_SOURCE DOCUMENT_
When asked by a newspaper whether BT should have bid for a licence to run third generation (3G) mobile phones, Sir Christopher Bland, appointed chairman on Thursday said: "Certainly not."

BT spent 4bn on its 3G licence, part of an 18-month spending spree with left the firm with 30bn of borrowings, and stoked the investor criticism which led to the resignation of Sir Christopher's predecessor, Sir Iain Vallance.

But Sir Christopher, speaking in an interview with the Independent on Sunday, said that "hindsight is a wonderful thing"

Future shake-up?

He also left a question mark over the future of Sir Peter Bonfield, BT's chief executive, who many City analysts believe should have quit as well, or instead of, Sir Iain Vallance.

"[Sir Peter] and I have complementary skills," Sir Christopher told the newspaper.

"I hope that we will work well together. If we don't, then neither of us knows the answer."

According to the Mail on Sunday, BT has hired a team of recruitment consultants to seek a successor to Sir Peter.

The team was stood down when last week's change in chairmanship was agreed, the paper said.

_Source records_

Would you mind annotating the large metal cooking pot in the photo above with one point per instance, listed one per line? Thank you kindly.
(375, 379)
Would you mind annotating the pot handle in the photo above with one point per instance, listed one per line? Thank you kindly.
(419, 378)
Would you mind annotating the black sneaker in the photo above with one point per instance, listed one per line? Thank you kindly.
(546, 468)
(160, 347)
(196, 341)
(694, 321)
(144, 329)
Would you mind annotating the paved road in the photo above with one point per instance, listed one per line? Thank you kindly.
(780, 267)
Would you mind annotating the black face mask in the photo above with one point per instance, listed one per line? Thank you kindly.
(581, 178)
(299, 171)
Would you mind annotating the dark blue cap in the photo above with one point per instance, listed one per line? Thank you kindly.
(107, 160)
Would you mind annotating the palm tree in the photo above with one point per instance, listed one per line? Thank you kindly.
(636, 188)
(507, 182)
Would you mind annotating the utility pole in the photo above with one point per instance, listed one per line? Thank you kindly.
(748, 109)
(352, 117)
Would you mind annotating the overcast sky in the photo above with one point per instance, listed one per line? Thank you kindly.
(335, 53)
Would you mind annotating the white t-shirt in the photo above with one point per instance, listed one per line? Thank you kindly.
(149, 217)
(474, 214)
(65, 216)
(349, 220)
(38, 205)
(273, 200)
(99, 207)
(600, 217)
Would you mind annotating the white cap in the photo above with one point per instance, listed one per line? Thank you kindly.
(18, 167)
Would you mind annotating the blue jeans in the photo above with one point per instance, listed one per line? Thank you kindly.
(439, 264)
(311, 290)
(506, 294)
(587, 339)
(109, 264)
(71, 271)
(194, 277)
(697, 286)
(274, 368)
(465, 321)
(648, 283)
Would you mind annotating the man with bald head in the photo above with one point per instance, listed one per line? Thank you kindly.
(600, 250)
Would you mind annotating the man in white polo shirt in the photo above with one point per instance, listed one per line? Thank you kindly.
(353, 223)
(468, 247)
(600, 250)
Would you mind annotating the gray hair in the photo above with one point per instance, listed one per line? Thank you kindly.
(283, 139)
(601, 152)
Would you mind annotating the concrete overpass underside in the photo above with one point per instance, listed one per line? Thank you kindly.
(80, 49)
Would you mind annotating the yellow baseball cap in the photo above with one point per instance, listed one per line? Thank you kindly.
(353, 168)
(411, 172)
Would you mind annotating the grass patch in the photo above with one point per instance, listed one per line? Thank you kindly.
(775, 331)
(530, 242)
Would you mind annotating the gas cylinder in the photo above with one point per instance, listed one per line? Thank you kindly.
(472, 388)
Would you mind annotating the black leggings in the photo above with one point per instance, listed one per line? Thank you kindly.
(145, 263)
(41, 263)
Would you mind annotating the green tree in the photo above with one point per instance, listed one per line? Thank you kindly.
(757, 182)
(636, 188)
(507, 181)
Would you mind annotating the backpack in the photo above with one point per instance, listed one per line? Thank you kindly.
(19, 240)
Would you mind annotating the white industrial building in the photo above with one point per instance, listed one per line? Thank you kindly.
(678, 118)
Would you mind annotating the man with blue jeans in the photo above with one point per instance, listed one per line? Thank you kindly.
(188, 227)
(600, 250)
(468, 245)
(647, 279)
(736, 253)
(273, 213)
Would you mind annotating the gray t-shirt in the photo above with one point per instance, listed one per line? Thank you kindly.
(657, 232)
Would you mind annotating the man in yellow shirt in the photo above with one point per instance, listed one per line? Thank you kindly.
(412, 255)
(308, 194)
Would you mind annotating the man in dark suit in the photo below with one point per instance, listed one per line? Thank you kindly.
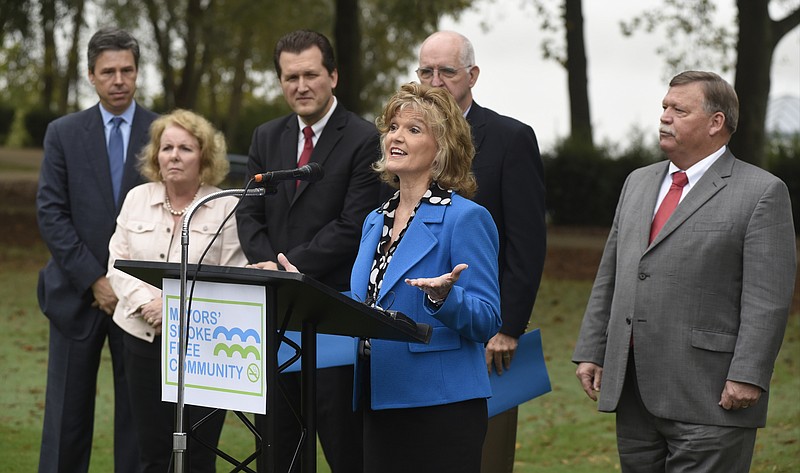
(77, 208)
(316, 225)
(689, 307)
(510, 177)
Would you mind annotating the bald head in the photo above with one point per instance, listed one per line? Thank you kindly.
(447, 59)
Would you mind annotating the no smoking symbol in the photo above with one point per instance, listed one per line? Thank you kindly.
(253, 372)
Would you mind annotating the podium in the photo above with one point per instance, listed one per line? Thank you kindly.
(299, 303)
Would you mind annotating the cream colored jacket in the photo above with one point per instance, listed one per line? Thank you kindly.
(146, 231)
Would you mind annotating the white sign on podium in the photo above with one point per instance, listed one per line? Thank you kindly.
(226, 351)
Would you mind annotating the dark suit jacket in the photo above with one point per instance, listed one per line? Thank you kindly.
(318, 224)
(510, 177)
(706, 302)
(77, 215)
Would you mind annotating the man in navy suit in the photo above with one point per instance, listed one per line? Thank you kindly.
(77, 209)
(510, 177)
(316, 225)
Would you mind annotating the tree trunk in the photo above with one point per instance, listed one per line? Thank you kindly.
(187, 90)
(758, 37)
(50, 70)
(161, 38)
(578, 82)
(239, 79)
(70, 80)
(347, 43)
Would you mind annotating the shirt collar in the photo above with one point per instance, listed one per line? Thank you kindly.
(320, 124)
(127, 114)
(696, 171)
(435, 195)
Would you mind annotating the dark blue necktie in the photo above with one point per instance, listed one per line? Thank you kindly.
(116, 156)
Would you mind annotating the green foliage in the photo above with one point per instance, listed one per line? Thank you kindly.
(36, 122)
(6, 120)
(583, 182)
(254, 114)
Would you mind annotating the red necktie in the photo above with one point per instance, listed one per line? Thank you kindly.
(308, 147)
(669, 203)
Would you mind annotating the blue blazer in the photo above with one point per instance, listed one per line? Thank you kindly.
(451, 367)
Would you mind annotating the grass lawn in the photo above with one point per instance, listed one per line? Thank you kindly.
(558, 432)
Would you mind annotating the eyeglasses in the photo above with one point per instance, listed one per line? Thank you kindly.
(444, 71)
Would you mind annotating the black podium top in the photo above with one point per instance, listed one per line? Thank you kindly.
(306, 299)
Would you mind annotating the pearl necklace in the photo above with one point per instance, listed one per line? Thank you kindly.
(174, 212)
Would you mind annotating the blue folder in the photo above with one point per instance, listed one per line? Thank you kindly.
(527, 378)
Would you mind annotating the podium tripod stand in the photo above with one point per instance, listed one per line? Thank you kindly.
(298, 303)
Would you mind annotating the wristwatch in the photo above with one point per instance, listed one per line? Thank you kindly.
(436, 303)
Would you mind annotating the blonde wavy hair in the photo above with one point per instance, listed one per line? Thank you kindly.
(438, 109)
(214, 165)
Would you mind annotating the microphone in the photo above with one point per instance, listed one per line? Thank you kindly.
(311, 172)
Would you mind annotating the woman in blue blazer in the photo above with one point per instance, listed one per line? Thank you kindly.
(430, 253)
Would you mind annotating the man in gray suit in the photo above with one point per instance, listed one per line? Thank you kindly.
(77, 206)
(683, 326)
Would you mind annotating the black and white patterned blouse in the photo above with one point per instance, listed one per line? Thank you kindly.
(435, 195)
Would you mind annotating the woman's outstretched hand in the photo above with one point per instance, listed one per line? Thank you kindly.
(439, 287)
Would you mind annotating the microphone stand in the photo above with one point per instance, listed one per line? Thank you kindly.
(179, 441)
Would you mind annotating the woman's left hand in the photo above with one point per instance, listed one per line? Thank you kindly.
(439, 287)
(283, 261)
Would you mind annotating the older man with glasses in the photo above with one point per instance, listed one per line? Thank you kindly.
(510, 177)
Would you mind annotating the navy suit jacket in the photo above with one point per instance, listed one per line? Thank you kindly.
(316, 225)
(707, 301)
(510, 177)
(77, 214)
(452, 366)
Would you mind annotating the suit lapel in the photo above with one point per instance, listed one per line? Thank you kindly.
(713, 181)
(94, 142)
(138, 139)
(477, 120)
(288, 157)
(648, 196)
(415, 246)
(331, 135)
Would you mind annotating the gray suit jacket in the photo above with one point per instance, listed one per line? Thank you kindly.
(77, 215)
(706, 302)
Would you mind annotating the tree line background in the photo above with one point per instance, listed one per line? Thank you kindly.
(215, 57)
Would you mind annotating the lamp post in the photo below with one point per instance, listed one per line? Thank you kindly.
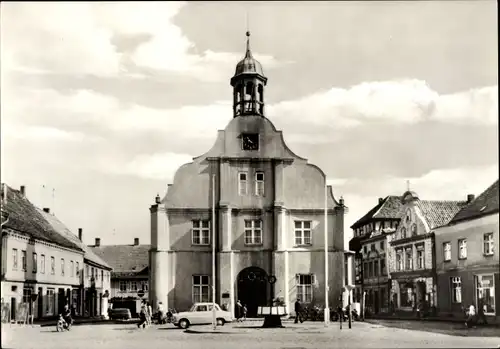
(327, 307)
(214, 320)
(377, 255)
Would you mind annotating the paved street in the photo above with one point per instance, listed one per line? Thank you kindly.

_STATED TASK_
Pick up the article on BT's new chairman after its last sentence and continue it.

_OUTPUT OF THE EXERCISE_
Political skills

Commentators see one of Sir Christopher's main roles at BT as in negotiating some kind of concessions from the UK government to offset the 4bn licence cost.

Sir Christopher's political skills, refined during his spell as chairman of the BBC, are believed to have been key to the BT board supporting his appointment.

While ministers have refused to renegotiate the 3G licences awarded to BT and four other operators, the government is reported to be investigating alternative ways of lightening the firms' financial burden.

These could include easing competition restrictions to allow operators greater ability to share networks, so reducing the costs of installing infrastructure.

European commissioners, fearful that Europe will fall behind in the global technology race, has suggested state aid for the operators.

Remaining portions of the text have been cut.